ASSIGNED TASK 1
Transcribe the section of the links post starting at "My second email" and ending at "various responsive initiatives.".
ASSIGNED TASK 2
For each statement, say yes or no to whether the links post agrees with it, and quote the exact words of the post that decide it: (a) The email was first sent to a private mailing list. (b) OpenAI released its speech-to-text model under a license other than MIT. (c) The model cards for the release indicate many ethical risks.
═══ SOURCE PASSAGE ═══
3 min read

Links / 2022-09-23

My second email to friends on open+ML. Archived here with only light edits.

[Ed.: this was originally sent to a private mailing list, but archived here with only light edits.]

Note that I am learning as I go here, so you may see older links, not just things that happened this week.

If you’re just catching up…

This space is moving as fast as anything I can remember. So you can be forgiven if you were doing your actual job, looked up, and were completely lost.

This article on prompts is a good place to start if you’ve been busy the past few months and are trying to understand the tech and how it is being used. It also includes a good roundup of various responsive initiatives.

OSI-open speech-to-text model from OpenAI

Despite the name, OpenAI has not been very open, as a general rule—either not releasing things at all, or not releasing things under licenses that are open as we understand open. This week they released a speech-to-text model that is actually MIT: https://openai.com/blog/whisper/

The model cards for this release indicate few ethical risks. So this may be a chang in license strategy for OpenAI, or simply a change for this particular low-risk model.
═══ ENTRIES SHOWN ═══
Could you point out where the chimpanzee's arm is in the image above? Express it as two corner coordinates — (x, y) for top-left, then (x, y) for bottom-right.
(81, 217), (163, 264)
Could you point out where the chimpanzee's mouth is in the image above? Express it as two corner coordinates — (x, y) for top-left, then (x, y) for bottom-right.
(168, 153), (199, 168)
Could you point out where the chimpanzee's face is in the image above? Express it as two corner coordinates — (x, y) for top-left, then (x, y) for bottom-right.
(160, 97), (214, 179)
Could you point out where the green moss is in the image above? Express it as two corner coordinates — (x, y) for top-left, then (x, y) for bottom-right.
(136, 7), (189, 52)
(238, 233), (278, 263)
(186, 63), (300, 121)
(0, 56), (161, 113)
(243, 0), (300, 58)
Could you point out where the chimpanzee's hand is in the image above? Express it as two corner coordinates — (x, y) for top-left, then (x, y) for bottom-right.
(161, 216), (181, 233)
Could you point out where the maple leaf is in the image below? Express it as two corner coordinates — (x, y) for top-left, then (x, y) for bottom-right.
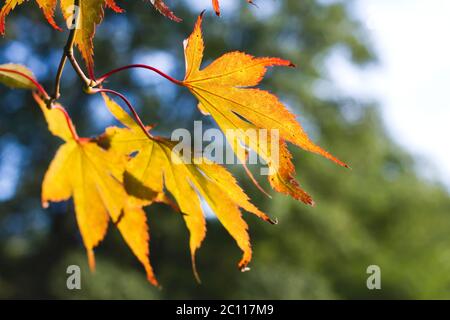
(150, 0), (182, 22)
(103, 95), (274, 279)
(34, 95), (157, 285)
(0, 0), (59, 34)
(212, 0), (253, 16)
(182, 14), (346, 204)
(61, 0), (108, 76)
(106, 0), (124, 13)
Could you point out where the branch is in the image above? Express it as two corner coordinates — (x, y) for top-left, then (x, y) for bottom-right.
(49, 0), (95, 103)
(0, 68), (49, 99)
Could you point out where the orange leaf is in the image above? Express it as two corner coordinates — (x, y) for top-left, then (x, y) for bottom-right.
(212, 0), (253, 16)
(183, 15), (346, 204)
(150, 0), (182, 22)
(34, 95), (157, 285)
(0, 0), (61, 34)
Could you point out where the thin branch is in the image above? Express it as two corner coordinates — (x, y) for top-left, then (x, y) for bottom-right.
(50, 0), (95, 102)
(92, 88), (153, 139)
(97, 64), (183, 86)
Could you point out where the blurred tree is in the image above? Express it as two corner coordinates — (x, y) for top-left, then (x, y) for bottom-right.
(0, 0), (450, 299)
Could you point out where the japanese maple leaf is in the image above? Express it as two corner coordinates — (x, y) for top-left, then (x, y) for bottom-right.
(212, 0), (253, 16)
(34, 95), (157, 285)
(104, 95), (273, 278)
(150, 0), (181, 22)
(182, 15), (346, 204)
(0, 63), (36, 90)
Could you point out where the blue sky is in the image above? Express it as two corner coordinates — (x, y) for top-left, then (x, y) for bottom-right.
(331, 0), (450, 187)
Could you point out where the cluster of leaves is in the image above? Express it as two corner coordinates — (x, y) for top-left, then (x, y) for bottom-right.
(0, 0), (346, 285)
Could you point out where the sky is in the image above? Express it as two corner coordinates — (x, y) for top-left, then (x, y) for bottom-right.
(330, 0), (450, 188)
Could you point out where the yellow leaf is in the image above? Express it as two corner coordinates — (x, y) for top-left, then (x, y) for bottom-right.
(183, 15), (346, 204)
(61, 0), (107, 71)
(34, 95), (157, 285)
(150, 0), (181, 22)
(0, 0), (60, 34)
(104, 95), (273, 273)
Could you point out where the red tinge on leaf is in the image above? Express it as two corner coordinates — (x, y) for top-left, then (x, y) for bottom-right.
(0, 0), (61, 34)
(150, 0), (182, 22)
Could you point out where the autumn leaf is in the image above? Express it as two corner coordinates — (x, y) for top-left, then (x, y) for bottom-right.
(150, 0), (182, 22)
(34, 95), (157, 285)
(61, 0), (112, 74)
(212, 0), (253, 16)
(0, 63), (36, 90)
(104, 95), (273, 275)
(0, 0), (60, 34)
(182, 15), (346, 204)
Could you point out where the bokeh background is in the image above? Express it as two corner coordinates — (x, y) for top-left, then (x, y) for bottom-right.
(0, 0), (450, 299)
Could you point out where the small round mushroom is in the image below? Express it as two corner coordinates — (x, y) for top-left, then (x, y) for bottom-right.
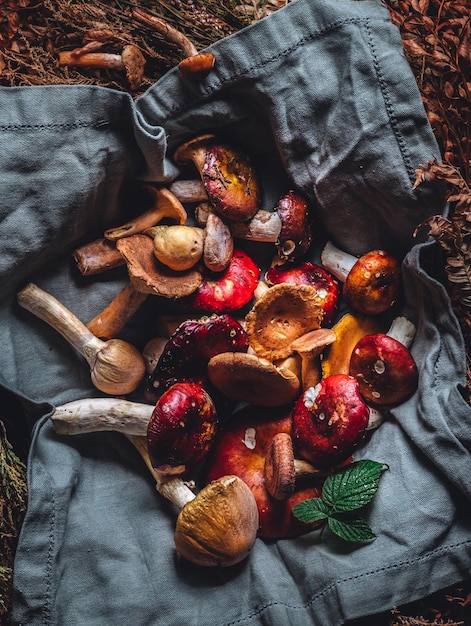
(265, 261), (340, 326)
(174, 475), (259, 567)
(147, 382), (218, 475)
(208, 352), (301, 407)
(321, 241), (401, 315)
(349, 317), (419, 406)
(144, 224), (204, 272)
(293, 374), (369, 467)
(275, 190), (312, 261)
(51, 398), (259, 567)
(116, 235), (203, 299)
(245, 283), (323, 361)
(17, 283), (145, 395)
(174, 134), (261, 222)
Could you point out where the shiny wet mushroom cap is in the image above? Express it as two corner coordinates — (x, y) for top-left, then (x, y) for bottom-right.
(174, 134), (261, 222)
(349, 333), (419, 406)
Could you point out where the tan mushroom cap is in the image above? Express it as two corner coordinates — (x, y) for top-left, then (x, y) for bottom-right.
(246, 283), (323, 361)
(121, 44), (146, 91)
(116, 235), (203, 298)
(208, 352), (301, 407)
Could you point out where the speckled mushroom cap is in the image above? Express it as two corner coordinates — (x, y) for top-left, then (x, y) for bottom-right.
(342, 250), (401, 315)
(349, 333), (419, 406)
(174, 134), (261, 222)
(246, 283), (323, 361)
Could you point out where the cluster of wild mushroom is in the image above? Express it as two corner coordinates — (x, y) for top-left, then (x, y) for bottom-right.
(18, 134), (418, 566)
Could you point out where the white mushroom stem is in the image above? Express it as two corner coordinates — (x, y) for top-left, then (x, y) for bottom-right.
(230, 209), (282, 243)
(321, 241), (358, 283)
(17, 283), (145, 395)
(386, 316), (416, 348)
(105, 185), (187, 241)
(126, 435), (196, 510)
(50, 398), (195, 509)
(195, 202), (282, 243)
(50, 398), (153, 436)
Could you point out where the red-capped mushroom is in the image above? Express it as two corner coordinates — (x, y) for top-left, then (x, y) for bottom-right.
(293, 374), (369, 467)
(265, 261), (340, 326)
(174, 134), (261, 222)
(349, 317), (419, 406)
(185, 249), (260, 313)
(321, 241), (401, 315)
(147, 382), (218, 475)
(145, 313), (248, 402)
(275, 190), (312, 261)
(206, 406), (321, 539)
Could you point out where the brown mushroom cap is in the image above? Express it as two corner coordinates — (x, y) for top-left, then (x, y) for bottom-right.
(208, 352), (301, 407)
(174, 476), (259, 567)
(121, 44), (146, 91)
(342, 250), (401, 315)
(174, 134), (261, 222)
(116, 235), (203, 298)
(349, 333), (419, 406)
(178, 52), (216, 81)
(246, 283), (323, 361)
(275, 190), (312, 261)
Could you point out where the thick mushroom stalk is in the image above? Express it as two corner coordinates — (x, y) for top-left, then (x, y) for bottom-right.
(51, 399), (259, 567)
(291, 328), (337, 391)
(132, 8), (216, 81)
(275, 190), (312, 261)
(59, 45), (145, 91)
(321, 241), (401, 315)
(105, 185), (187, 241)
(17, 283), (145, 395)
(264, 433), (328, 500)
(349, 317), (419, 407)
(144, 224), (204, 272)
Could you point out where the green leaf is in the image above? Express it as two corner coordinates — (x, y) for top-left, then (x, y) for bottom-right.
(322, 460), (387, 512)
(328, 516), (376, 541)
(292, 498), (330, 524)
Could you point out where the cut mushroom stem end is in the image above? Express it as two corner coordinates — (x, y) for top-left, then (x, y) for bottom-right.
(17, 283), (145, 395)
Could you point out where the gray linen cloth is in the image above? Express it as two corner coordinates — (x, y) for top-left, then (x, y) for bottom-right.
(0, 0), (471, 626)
═══
═══ ENTRIES SHOWN ═══
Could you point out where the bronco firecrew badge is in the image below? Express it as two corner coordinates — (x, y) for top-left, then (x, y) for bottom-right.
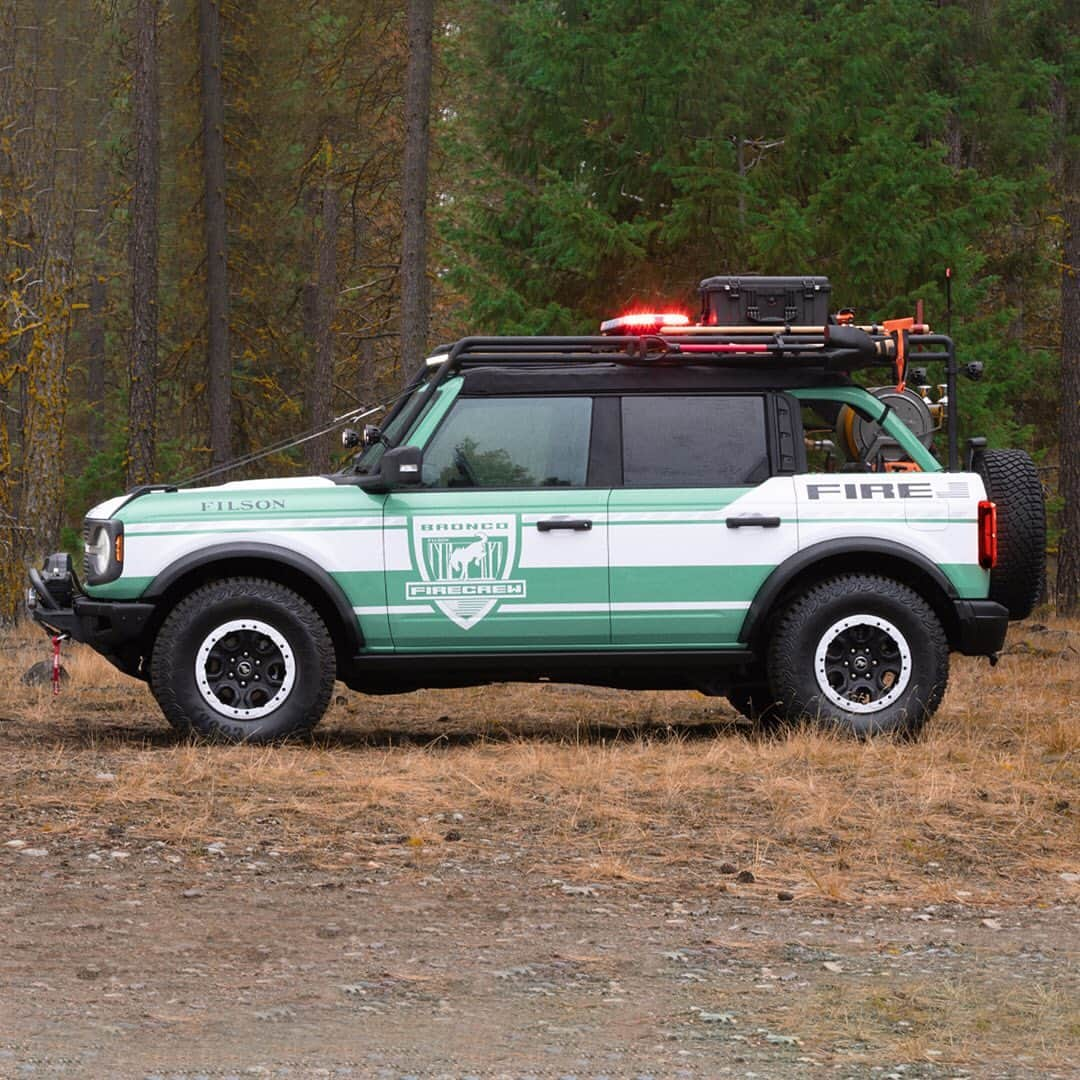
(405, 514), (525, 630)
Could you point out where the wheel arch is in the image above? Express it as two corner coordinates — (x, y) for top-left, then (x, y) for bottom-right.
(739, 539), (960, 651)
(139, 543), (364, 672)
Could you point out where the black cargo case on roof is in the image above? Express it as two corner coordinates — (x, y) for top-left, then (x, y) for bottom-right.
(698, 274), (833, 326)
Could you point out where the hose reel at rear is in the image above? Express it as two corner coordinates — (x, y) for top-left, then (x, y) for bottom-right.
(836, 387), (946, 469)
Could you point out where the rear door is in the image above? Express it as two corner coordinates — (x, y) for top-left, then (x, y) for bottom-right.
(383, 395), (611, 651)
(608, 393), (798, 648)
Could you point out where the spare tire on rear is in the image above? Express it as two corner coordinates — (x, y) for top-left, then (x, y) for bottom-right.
═══
═══ ENTRIES SHOWN ═══
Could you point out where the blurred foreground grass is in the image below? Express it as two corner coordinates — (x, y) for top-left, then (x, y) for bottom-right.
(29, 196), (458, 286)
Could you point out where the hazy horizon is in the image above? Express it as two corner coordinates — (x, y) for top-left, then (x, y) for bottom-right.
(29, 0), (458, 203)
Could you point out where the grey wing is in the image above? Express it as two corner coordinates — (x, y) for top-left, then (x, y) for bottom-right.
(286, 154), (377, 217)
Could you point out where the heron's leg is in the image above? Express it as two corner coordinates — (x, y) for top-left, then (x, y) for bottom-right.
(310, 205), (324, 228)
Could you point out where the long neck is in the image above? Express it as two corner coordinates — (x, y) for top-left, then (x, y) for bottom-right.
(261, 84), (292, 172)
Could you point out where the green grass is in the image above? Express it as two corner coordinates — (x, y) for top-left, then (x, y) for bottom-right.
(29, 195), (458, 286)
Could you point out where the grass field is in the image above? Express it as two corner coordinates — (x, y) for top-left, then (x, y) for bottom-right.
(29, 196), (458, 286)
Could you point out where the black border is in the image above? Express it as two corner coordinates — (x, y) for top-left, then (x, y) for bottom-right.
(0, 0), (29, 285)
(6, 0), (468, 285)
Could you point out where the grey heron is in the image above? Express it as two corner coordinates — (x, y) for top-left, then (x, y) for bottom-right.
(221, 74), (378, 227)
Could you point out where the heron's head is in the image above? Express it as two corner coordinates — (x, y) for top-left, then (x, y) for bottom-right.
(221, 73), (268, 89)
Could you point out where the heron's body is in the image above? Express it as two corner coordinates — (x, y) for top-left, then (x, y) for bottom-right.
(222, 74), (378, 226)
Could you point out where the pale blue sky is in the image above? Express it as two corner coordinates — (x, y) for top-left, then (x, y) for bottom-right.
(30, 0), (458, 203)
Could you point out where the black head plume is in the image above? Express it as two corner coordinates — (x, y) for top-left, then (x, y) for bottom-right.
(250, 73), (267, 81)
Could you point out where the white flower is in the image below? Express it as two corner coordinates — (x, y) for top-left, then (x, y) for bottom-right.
═══
EXERCISE RESPONSE 1
My second email to friends on open+ML. Archived here with only light edits.

[Ed.: this was originally sent to a private mailing list, but archived here with only light edits.]

Note that I am learning as I go here, so you may see older links, not just things that happened this week.

If you’re just catching up…

This space is moving as fast as anything I can remember. So you can be forgiven if you were doing your actual job, looked up, and were completely lost.

This article on prompts is a good place to start if you’ve been busy the past few months and are trying to understand the tech and how it is being used. It also includes a good roundup of various responsive initiatives.

EXERCISE RESPONSE 2
(a) Yes: "this was originally sent to a private mailing list"
(b) No: "This week they released a speech-to-text model that is actually MIT"
(c) No: "The model cards for this release indicate few ethical risks."